▶ [Exercise goal]: Can you transcribe every line exactly and leave the pictures behind?

# Records for this exercise start

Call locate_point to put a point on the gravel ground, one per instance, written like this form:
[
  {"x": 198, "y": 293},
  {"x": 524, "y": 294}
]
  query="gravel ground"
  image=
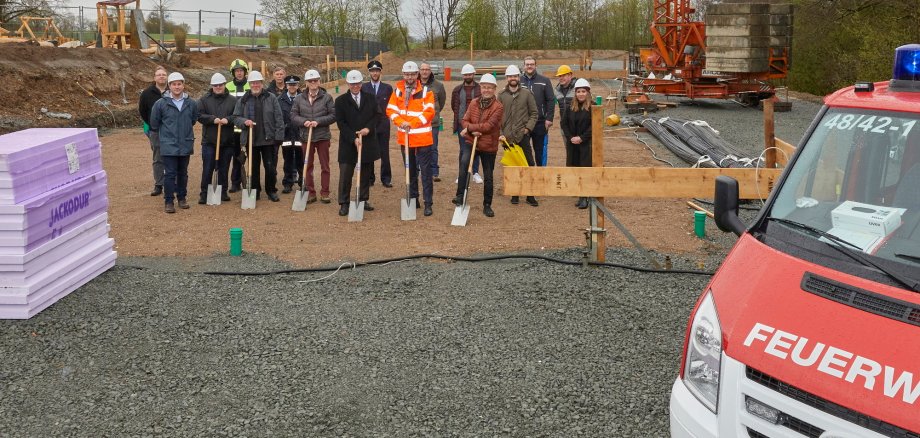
[{"x": 517, "y": 347}]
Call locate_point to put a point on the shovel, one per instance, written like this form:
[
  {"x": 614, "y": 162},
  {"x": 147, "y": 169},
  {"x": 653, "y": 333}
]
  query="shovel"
[
  {"x": 300, "y": 198},
  {"x": 356, "y": 208},
  {"x": 249, "y": 194},
  {"x": 462, "y": 211},
  {"x": 214, "y": 189},
  {"x": 407, "y": 206}
]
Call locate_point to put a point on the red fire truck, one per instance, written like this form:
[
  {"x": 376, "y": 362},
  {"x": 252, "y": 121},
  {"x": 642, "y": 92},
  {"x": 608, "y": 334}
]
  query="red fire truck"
[{"x": 811, "y": 326}]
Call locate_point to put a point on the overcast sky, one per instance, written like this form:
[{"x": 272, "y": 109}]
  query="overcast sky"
[{"x": 209, "y": 21}]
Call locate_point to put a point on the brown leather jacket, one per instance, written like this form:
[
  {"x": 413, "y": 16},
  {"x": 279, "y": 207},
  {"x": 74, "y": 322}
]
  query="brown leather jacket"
[{"x": 488, "y": 121}]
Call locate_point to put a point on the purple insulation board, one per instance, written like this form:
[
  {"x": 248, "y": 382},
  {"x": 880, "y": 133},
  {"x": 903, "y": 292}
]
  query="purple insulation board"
[
  {"x": 18, "y": 270},
  {"x": 34, "y": 161},
  {"x": 26, "y": 226},
  {"x": 57, "y": 282}
]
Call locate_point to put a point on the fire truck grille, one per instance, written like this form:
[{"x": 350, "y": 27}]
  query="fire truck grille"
[
  {"x": 862, "y": 299},
  {"x": 829, "y": 407}
]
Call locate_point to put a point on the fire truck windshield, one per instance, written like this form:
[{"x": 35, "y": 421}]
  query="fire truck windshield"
[{"x": 858, "y": 179}]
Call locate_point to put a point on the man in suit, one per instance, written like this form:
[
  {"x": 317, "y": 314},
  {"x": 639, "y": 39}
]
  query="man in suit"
[
  {"x": 381, "y": 92},
  {"x": 357, "y": 114}
]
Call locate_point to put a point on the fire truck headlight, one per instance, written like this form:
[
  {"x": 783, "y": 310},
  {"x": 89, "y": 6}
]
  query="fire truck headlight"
[{"x": 704, "y": 355}]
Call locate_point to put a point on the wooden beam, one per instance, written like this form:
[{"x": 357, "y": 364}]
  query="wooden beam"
[
  {"x": 788, "y": 150},
  {"x": 633, "y": 182}
]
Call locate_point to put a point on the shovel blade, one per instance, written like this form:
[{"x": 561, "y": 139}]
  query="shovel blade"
[
  {"x": 356, "y": 211},
  {"x": 300, "y": 201},
  {"x": 214, "y": 194},
  {"x": 461, "y": 214},
  {"x": 249, "y": 199},
  {"x": 407, "y": 209}
]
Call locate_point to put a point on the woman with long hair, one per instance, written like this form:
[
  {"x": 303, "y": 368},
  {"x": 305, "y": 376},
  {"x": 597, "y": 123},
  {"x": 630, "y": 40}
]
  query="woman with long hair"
[{"x": 576, "y": 130}]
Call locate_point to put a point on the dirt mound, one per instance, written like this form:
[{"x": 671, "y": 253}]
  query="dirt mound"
[
  {"x": 221, "y": 59},
  {"x": 95, "y": 86}
]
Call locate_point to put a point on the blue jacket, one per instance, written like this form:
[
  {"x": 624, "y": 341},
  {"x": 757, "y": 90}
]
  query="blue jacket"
[
  {"x": 173, "y": 126},
  {"x": 542, "y": 90},
  {"x": 383, "y": 98}
]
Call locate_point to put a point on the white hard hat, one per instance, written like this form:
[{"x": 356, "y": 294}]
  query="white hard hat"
[
  {"x": 354, "y": 77},
  {"x": 410, "y": 67},
  {"x": 218, "y": 79},
  {"x": 311, "y": 74},
  {"x": 255, "y": 76}
]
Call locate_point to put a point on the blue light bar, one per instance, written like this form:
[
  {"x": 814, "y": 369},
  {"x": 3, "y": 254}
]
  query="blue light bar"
[
  {"x": 907, "y": 63},
  {"x": 906, "y": 72}
]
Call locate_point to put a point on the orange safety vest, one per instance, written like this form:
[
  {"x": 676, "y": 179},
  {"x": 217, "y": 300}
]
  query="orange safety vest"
[{"x": 418, "y": 110}]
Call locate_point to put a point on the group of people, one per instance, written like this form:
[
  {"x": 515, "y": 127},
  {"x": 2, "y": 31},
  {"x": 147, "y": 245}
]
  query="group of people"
[{"x": 294, "y": 115}]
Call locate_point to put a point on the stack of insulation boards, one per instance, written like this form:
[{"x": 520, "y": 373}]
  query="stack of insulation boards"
[
  {"x": 739, "y": 36},
  {"x": 54, "y": 231}
]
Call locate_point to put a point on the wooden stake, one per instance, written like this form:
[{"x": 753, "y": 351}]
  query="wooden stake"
[
  {"x": 768, "y": 135},
  {"x": 597, "y": 160}
]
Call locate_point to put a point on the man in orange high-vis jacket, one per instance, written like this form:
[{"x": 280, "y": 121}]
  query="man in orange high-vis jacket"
[{"x": 411, "y": 108}]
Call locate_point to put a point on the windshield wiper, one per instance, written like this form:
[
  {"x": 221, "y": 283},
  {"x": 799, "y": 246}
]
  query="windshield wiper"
[{"x": 855, "y": 255}]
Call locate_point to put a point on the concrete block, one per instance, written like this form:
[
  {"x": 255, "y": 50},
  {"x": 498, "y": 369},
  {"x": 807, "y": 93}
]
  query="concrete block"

# Records for this exercise end

▶ [Answer to the exercise]:
Call locate_point to put a point on the gravel ground, one per instance, written like this form:
[
  {"x": 198, "y": 293},
  {"x": 524, "y": 294}
]
  query="gravel ground"
  image=
[{"x": 517, "y": 347}]
Call locate_point to put a point on the shovel, one per instance, written like this form:
[
  {"x": 614, "y": 162},
  {"x": 147, "y": 169},
  {"x": 653, "y": 333}
]
  query="shovel"
[
  {"x": 300, "y": 198},
  {"x": 356, "y": 208},
  {"x": 249, "y": 194},
  {"x": 462, "y": 211},
  {"x": 214, "y": 189},
  {"x": 407, "y": 206}
]
Call locate_point to put a point on the red fire truck, one per instance, written like this form:
[
  {"x": 376, "y": 362},
  {"x": 252, "y": 121},
  {"x": 642, "y": 92},
  {"x": 608, "y": 334}
]
  query="red fire truck"
[{"x": 811, "y": 326}]
Call locate_point to put a point on the overcast sky, one per instance, written like this form:
[{"x": 272, "y": 109}]
  query="overcast sky"
[{"x": 209, "y": 21}]
Call locate_point to put a point on the brown leather jacket, one per instance, written like this form:
[
  {"x": 413, "y": 16},
  {"x": 279, "y": 207},
  {"x": 74, "y": 322}
]
  query="brown leather jacket"
[{"x": 488, "y": 121}]
Call locate_point to put a point on the purple insulation board, one per instance, written like this form:
[
  {"x": 248, "y": 382},
  {"x": 880, "y": 133},
  {"x": 903, "y": 292}
]
  query="purple insulation board"
[
  {"x": 18, "y": 270},
  {"x": 34, "y": 161},
  {"x": 26, "y": 226},
  {"x": 57, "y": 282}
]
Call locate_point to put a point on the fire truck grille, one per instance, written like this form:
[{"x": 350, "y": 27}]
  query="fire truck grille"
[
  {"x": 862, "y": 299},
  {"x": 829, "y": 407}
]
Call locate_point to put a point on the fire truck windshield, one per instance, written like this form:
[{"x": 35, "y": 421}]
  query="fire truck windshield"
[{"x": 858, "y": 179}]
Call locate_point to put a point on the man in suit, one per instance, written like this form:
[
  {"x": 317, "y": 314},
  {"x": 639, "y": 39}
]
  query="man in suit"
[
  {"x": 381, "y": 92},
  {"x": 357, "y": 114}
]
Call locate_point to put a point on the fire truck headlight, one per instance, written like this form:
[
  {"x": 783, "y": 310},
  {"x": 89, "y": 6}
]
  query="fire truck headlight"
[{"x": 704, "y": 355}]
Call locate_point to put a point on the wooden beam, one per instance, written like this form:
[{"x": 357, "y": 364}]
  query="wooden beam"
[
  {"x": 788, "y": 150},
  {"x": 633, "y": 182}
]
Call locate_point to put a point on the shovel blade, one per instance, written like this form:
[{"x": 561, "y": 139}]
  query="shovel blade"
[
  {"x": 356, "y": 211},
  {"x": 300, "y": 201},
  {"x": 214, "y": 194},
  {"x": 461, "y": 214},
  {"x": 249, "y": 199},
  {"x": 407, "y": 209}
]
Call locate_point to put a point on the woman with long hair, one per instance, written like this form:
[
  {"x": 303, "y": 368},
  {"x": 305, "y": 376},
  {"x": 597, "y": 123},
  {"x": 630, "y": 40}
]
  query="woman with long hair"
[{"x": 576, "y": 130}]
Call locate_point to put a point on the dirt mound, one per instance, written like this form:
[{"x": 671, "y": 253}]
  query="dirt mound"
[
  {"x": 221, "y": 59},
  {"x": 95, "y": 86}
]
Call locate_point to put a point on the blue jacket, one per instance, written like this form:
[
  {"x": 624, "y": 341},
  {"x": 757, "y": 90}
]
  query="blue jacket"
[
  {"x": 173, "y": 126},
  {"x": 542, "y": 90},
  {"x": 383, "y": 98}
]
Call locate_point to put a point on the white hard hat, one per instance, written like this form:
[{"x": 356, "y": 294}]
  query="white hard hat"
[
  {"x": 354, "y": 77},
  {"x": 410, "y": 67},
  {"x": 218, "y": 79},
  {"x": 311, "y": 74},
  {"x": 255, "y": 76}
]
Call locate_point to put a point on the blue light bar, one per instance, written like this form:
[
  {"x": 814, "y": 369},
  {"x": 3, "y": 254}
]
  query="blue light bar"
[
  {"x": 907, "y": 63},
  {"x": 906, "y": 72}
]
Call locate_point to put a point on the orange safety vest, one per instance, written like this form:
[
  {"x": 676, "y": 179},
  {"x": 217, "y": 300}
]
  query="orange safety vest"
[{"x": 418, "y": 110}]
Call locate_point to put a point on the group of people, one per instance, written like this form:
[
  {"x": 515, "y": 127},
  {"x": 2, "y": 31},
  {"x": 147, "y": 245}
]
  query="group of people"
[{"x": 294, "y": 115}]
Call locate_point to put a point on the stack of insulation boards, one per instance, written like this form:
[{"x": 520, "y": 373}]
  query="stack of insulation boards"
[
  {"x": 739, "y": 36},
  {"x": 54, "y": 231}
]
Call locate_point to put a point on the wooden stake, one per instance, written like this form:
[{"x": 753, "y": 351}]
  query="wooden stake"
[
  {"x": 768, "y": 135},
  {"x": 597, "y": 160}
]
Call locate_point to put a point on the man in orange high-vis jacket, one per instance, written like this form:
[{"x": 280, "y": 121}]
  query="man in orange high-vis jacket"
[{"x": 411, "y": 108}]
Call locate_point to put a point on the windshield wiper, one per instance, written like this form:
[
  {"x": 221, "y": 283},
  {"x": 799, "y": 246}
]
  query="windshield wiper"
[{"x": 855, "y": 255}]
Call locate_point to put a point on the concrete block, one per instance, written like this form:
[
  {"x": 255, "y": 50},
  {"x": 498, "y": 369},
  {"x": 807, "y": 93}
]
  query="concrete block"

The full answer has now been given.